Activity: Filter the listing for lines containing "puppy".

Data extracts:
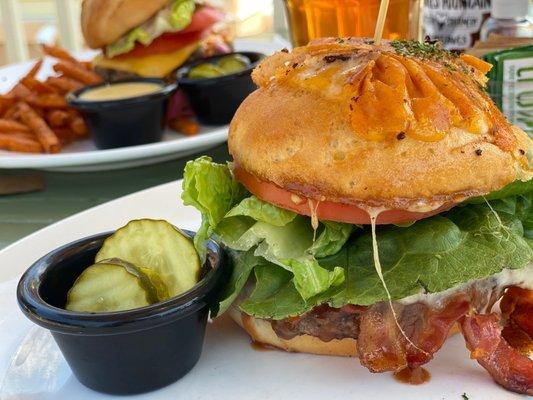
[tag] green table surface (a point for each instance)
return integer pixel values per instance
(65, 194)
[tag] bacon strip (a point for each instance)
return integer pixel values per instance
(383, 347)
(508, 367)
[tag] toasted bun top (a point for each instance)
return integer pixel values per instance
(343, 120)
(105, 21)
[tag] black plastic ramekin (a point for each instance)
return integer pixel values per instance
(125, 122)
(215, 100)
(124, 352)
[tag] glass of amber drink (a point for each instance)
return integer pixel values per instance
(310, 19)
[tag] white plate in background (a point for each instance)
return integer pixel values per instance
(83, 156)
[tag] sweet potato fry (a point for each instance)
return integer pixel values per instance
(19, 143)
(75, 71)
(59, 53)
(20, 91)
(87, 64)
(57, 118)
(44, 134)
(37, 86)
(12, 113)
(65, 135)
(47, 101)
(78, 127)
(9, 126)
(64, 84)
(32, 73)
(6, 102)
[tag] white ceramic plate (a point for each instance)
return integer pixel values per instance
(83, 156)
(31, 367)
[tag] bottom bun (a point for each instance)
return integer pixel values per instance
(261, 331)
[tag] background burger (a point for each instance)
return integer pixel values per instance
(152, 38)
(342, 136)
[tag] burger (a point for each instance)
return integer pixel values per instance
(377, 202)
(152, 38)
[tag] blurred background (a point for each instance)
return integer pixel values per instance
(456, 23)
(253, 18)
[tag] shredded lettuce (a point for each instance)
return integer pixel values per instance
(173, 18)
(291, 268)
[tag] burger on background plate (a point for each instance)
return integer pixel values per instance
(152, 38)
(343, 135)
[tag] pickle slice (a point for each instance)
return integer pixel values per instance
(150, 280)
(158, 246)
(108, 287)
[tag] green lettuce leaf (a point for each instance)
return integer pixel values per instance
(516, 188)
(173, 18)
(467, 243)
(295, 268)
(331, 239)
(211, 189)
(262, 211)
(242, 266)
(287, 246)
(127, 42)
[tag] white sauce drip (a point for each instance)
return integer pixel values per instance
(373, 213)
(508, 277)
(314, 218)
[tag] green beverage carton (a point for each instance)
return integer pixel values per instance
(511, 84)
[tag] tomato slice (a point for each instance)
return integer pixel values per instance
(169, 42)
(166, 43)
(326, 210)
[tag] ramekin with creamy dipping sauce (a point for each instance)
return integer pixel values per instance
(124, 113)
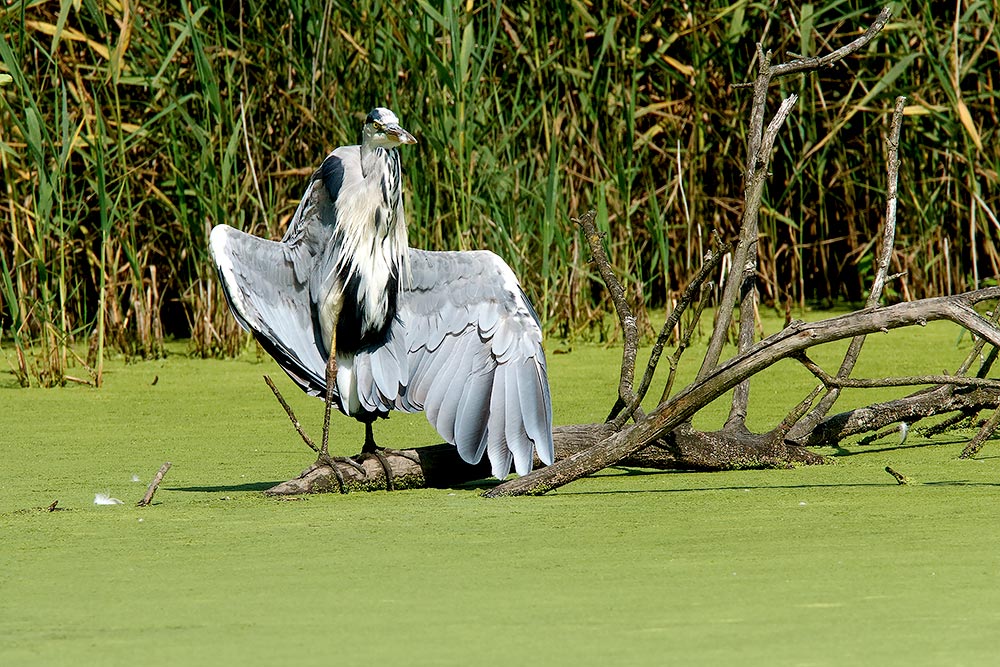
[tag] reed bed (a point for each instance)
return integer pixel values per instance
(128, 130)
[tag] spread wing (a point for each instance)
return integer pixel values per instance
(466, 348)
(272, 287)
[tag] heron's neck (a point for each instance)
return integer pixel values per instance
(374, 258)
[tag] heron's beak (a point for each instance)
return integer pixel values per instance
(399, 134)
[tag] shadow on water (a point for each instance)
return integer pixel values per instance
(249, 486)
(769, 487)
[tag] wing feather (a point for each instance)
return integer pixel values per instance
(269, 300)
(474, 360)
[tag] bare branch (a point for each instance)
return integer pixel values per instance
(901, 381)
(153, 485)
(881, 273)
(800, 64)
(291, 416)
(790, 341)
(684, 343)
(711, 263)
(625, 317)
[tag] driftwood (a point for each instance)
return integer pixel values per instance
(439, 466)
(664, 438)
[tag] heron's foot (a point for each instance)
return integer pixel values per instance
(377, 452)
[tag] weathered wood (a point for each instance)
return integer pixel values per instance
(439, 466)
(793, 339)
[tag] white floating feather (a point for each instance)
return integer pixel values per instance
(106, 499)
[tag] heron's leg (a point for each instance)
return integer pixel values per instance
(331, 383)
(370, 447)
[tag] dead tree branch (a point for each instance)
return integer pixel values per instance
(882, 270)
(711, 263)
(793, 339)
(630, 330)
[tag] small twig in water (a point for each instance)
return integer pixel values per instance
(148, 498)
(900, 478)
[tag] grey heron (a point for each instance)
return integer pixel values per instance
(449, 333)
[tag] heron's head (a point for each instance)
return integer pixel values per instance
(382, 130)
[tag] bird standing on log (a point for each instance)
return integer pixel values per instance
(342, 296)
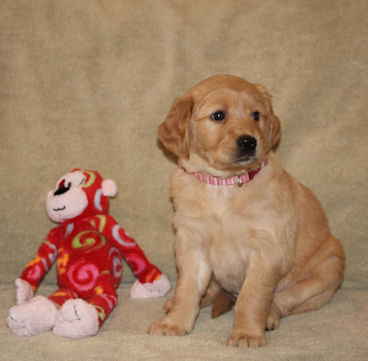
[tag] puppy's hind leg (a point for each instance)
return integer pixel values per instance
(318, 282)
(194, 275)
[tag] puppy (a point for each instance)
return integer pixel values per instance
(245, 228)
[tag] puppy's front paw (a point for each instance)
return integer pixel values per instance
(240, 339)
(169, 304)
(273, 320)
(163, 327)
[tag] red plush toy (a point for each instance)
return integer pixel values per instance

Result of the exercise:
[tag] puppy's hind leg (a point for each instance)
[tag] puppy (a point for each instance)
[tag] puppy's front paw (a point for each instance)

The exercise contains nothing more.